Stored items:
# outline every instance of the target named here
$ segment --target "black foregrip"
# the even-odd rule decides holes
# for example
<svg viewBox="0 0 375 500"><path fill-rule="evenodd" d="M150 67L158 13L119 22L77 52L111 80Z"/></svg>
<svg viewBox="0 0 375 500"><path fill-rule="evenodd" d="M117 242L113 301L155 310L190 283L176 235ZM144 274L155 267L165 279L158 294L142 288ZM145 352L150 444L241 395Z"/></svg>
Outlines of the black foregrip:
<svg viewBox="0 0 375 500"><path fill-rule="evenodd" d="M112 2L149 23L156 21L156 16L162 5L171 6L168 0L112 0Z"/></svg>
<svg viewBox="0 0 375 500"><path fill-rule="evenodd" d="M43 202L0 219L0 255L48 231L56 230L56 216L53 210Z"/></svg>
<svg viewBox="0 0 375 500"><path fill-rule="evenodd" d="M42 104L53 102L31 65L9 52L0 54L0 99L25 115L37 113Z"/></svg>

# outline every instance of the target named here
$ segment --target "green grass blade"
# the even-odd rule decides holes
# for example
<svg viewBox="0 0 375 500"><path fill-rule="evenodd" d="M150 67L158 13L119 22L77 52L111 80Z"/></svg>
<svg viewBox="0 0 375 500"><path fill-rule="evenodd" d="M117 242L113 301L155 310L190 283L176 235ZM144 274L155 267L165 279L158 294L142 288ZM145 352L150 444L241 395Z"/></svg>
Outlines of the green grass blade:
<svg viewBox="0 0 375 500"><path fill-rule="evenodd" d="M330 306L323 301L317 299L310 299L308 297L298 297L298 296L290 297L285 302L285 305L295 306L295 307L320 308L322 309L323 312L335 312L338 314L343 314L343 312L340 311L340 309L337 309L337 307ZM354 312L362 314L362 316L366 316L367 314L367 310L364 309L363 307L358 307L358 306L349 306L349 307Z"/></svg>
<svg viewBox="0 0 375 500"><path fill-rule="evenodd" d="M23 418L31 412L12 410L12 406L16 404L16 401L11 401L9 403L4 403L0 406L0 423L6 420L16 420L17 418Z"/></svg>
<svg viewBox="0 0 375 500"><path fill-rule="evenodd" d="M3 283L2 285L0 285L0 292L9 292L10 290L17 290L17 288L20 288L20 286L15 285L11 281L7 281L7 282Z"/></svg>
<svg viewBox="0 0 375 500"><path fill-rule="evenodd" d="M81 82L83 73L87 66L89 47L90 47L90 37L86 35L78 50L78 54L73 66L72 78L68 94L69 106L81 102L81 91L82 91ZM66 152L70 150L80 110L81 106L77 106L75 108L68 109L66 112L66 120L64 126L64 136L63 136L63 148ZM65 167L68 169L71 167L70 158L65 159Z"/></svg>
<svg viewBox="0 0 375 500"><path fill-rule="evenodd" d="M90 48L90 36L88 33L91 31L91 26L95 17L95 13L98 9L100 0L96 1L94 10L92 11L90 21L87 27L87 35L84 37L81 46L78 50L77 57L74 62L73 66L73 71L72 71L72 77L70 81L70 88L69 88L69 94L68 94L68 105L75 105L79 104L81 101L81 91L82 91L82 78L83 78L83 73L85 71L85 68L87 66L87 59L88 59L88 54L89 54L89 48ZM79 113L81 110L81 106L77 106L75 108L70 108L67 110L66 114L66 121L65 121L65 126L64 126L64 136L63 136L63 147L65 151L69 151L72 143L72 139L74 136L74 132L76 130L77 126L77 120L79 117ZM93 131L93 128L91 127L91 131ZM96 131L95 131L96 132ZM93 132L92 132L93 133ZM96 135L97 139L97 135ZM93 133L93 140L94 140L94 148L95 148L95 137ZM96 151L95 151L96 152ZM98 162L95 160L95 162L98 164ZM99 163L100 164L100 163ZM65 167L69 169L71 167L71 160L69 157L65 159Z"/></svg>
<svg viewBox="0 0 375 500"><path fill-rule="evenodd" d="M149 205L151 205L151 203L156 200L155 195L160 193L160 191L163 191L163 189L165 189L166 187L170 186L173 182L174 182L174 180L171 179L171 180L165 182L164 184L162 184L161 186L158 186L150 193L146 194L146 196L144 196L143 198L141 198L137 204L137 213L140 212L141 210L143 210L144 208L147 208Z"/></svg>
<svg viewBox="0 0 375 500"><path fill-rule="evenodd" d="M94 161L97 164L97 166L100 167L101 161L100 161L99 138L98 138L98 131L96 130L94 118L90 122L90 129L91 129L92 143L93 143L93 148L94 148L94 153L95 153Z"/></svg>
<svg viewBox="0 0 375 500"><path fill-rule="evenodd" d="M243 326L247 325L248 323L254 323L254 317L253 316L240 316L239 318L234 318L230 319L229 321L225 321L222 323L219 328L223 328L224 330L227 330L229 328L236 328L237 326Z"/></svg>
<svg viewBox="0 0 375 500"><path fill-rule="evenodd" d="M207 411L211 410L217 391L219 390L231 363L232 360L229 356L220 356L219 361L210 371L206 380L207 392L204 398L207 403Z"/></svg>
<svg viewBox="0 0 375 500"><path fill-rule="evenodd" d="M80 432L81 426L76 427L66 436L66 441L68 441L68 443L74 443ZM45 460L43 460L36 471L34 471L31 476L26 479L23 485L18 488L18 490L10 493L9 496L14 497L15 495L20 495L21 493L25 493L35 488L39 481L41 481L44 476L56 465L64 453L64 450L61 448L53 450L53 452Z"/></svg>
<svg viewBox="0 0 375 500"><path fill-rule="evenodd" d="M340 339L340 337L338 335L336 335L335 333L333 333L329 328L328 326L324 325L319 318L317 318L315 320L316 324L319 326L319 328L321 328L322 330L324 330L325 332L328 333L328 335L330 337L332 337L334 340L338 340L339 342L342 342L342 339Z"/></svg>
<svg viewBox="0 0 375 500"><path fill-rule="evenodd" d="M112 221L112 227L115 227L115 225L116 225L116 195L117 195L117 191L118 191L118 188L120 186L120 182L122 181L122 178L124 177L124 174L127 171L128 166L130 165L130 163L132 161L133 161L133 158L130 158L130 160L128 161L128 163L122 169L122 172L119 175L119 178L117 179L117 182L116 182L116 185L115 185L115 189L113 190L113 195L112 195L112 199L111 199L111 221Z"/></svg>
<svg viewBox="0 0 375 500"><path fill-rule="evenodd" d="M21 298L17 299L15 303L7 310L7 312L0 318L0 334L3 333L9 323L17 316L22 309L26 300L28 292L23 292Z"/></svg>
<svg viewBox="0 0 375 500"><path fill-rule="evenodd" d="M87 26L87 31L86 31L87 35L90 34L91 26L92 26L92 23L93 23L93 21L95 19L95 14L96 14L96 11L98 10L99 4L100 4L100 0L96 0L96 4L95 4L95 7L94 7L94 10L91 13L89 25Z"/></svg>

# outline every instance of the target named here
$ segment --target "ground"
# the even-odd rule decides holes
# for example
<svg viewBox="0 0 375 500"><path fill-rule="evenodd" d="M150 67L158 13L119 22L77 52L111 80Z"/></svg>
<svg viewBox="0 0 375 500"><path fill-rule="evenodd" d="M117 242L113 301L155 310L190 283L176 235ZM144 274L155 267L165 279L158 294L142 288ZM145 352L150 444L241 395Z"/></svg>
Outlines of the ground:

What needs to be done -
Please write out the records from above, keeping every line exact.

Answer space -
# outline every instance of the target named here
$ segment --target "black foregrip"
# the even-odd rule decides holes
# for example
<svg viewBox="0 0 375 500"><path fill-rule="evenodd" d="M150 67L158 13L119 22L77 52L111 80Z"/></svg>
<svg viewBox="0 0 375 500"><path fill-rule="evenodd" d="M117 242L113 301L155 310L190 283L176 235ZM144 274L155 267L165 279L158 294L142 288ZM145 352L150 444L241 395Z"/></svg>
Outlines of the black foregrip:
<svg viewBox="0 0 375 500"><path fill-rule="evenodd" d="M112 2L149 23L156 21L156 16L162 5L171 6L168 0L112 0Z"/></svg>
<svg viewBox="0 0 375 500"><path fill-rule="evenodd" d="M43 202L0 219L0 255L48 231L56 230L56 216L53 210Z"/></svg>
<svg viewBox="0 0 375 500"><path fill-rule="evenodd" d="M42 104L53 102L31 65L9 52L0 54L0 99L25 115L37 113Z"/></svg>

# outline every instance of the target named here
$ segment --target "green grass blade"
# the even-odd rule decides holes
# for example
<svg viewBox="0 0 375 500"><path fill-rule="evenodd" d="M150 67L158 13L119 22L77 52L111 80Z"/></svg>
<svg viewBox="0 0 375 500"><path fill-rule="evenodd" d="M117 242L113 301L155 310L190 283L176 235ZM144 274L155 267L165 279L158 294L142 288ZM145 352L150 444L241 395Z"/></svg>
Outlines of the green grass blade:
<svg viewBox="0 0 375 500"><path fill-rule="evenodd" d="M330 306L323 301L317 299L310 299L308 297L298 297L298 296L290 297L285 302L285 305L295 306L295 307L320 308L322 309L323 312L335 312L338 314L343 314L343 312L340 311L340 309L337 309L337 307ZM354 312L362 314L362 316L366 316L367 314L367 310L364 309L363 307L358 307L358 306L349 306L349 307Z"/></svg>
<svg viewBox="0 0 375 500"><path fill-rule="evenodd" d="M23 418L31 412L12 410L12 406L16 404L16 401L11 401L9 403L4 403L0 406L0 423L6 420L16 420L17 418Z"/></svg>
<svg viewBox="0 0 375 500"><path fill-rule="evenodd" d="M3 283L2 285L0 285L0 292L9 292L10 290L17 290L17 288L20 288L20 286L15 285L11 281L7 281L7 282Z"/></svg>
<svg viewBox="0 0 375 500"><path fill-rule="evenodd" d="M81 82L83 73L87 66L89 47L90 47L90 37L86 35L78 50L78 54L73 66L72 78L68 94L69 106L81 102L81 91L82 91ZM66 152L70 150L80 110L81 106L77 106L75 108L68 109L66 112L66 120L64 126L64 136L63 136L63 148ZM65 167L68 169L71 167L70 158L65 159Z"/></svg>
<svg viewBox="0 0 375 500"><path fill-rule="evenodd" d="M90 48L90 36L88 33L91 31L91 26L95 17L95 13L98 9L100 0L96 1L94 10L92 11L90 21L87 27L87 35L84 37L81 46L78 50L77 57L74 62L73 66L73 71L72 71L72 77L70 81L70 88L69 88L69 94L68 94L68 105L75 105L79 104L81 101L81 91L82 91L82 78L83 78L83 73L85 71L85 68L87 66L87 59L88 59L88 54L89 54L89 48ZM79 113L81 110L81 106L77 106L75 108L70 108L67 110L66 114L66 121L65 121L65 126L64 126L64 136L63 136L63 147L65 151L69 151L72 143L72 139L74 136L74 132L76 130L77 126L77 120L79 117ZM93 131L93 128L91 127L91 131ZM96 131L95 131L96 132ZM93 132L92 132L93 133ZM96 135L97 139L97 135ZM93 133L93 140L94 140L94 148L95 148L95 137ZM96 151L95 151L96 152ZM98 162L95 160L95 162L98 164ZM99 163L100 164L100 163ZM65 167L69 169L71 167L71 160L69 157L65 159Z"/></svg>
<svg viewBox="0 0 375 500"><path fill-rule="evenodd" d="M149 205L151 205L151 203L156 200L155 195L160 193L160 191L163 191L163 189L165 189L166 187L170 186L173 182L174 182L174 180L171 179L171 180L165 182L164 184L162 184L161 186L158 186L150 193L146 194L146 196L144 196L143 198L141 198L137 204L137 213L140 212L141 210L143 210L144 208L147 208Z"/></svg>
<svg viewBox="0 0 375 500"><path fill-rule="evenodd" d="M94 161L97 164L97 166L100 167L101 161L100 161L99 138L98 138L98 131L96 130L94 118L90 122L90 129L91 129L92 143L93 143L93 148L94 148L94 153L95 153Z"/></svg>
<svg viewBox="0 0 375 500"><path fill-rule="evenodd" d="M243 326L247 325L248 323L254 323L254 317L253 316L240 316L239 318L234 318L230 319L229 321L225 321L222 323L219 328L223 328L224 330L227 330L229 328L236 328L237 326Z"/></svg>
<svg viewBox="0 0 375 500"><path fill-rule="evenodd" d="M207 411L211 410L217 391L219 390L231 363L232 360L229 356L220 356L219 361L210 371L206 380L207 392L204 398L207 403Z"/></svg>
<svg viewBox="0 0 375 500"><path fill-rule="evenodd" d="M80 432L81 426L76 427L66 436L66 441L68 441L68 443L74 443ZM45 460L43 460L36 471L34 471L31 476L26 479L23 485L18 488L18 490L10 493L9 496L14 497L15 495L20 495L21 493L25 493L35 488L39 481L41 481L44 476L56 465L64 453L64 450L61 448L53 450L53 452Z"/></svg>
<svg viewBox="0 0 375 500"><path fill-rule="evenodd" d="M340 339L340 337L338 335L336 335L335 333L333 333L329 328L328 326L324 325L319 318L317 318L315 320L316 324L319 326L319 328L321 328L322 330L324 330L325 332L328 333L328 335L330 337L332 337L334 340L338 340L339 342L342 342L342 339Z"/></svg>
<svg viewBox="0 0 375 500"><path fill-rule="evenodd" d="M112 221L112 227L115 227L115 225L116 225L116 195L117 195L117 191L118 191L118 188L120 186L120 182L122 181L122 178L124 177L124 174L127 171L128 166L130 165L130 163L132 161L133 161L133 158L130 158L130 160L128 161L128 163L122 169L122 172L119 175L119 178L117 179L117 182L116 182L116 185L115 185L115 189L113 190L113 195L112 195L112 199L111 199L111 221Z"/></svg>
<svg viewBox="0 0 375 500"><path fill-rule="evenodd" d="M21 298L17 299L15 303L7 310L7 312L0 318L0 334L3 333L9 323L17 316L22 309L26 300L28 292L23 292Z"/></svg>
<svg viewBox="0 0 375 500"><path fill-rule="evenodd" d="M87 26L87 31L86 31L87 35L90 34L91 26L92 26L92 23L93 23L93 21L95 19L95 14L96 14L96 11L98 10L99 4L100 4L100 0L96 0L96 4L95 4L95 7L94 7L94 10L91 13L89 25Z"/></svg>

# outline every instance of the target named here
$ segment --target "ground"
# the even-odd rule decides holes
# for example
<svg viewBox="0 0 375 500"><path fill-rule="evenodd" d="M150 67L158 13L119 22L77 52L111 80Z"/></svg>
<svg viewBox="0 0 375 500"><path fill-rule="evenodd" d="M117 242L113 301L155 310L190 283L176 235ZM144 274L155 267L165 279L158 294L142 288ZM145 352L150 444L241 395Z"/></svg>
Outlines of the ground:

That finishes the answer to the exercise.